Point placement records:
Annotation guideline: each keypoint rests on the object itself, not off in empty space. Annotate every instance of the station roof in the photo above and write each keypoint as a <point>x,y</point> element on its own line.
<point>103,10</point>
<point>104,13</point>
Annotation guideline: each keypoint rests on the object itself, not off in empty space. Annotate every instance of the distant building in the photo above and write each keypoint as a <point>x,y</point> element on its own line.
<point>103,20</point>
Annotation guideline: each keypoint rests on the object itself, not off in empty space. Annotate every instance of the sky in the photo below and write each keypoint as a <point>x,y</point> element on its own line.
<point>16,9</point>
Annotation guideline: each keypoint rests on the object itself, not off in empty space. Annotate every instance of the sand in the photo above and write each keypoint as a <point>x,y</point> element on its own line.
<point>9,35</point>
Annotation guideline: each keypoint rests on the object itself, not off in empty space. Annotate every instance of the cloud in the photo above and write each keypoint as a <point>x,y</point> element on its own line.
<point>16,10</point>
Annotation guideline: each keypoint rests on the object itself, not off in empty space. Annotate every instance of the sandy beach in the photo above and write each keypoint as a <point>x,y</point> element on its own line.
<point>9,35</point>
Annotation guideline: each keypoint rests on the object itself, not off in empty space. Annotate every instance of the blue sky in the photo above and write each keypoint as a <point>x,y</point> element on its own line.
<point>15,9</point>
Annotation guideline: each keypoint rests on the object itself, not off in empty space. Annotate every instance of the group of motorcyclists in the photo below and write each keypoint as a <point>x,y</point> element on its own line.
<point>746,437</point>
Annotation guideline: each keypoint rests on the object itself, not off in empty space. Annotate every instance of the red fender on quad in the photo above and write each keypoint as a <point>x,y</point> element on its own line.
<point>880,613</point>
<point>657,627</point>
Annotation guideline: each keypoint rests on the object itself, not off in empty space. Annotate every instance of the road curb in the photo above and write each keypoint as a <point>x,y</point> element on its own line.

◆ REQUIREMENTS ◆
Reproduce the lines of the records above from the line with "instance of the sky" up to and including the line with "<point>16,9</point>".

◆ FINISHED TASK ◆
Annotation guideline: each keypoint rests on the object itself, not off in empty space. Annotate every instance of the sky in the photo below and write each keypoint as a <point>x,y</point> element on its own line.
<point>16,9</point>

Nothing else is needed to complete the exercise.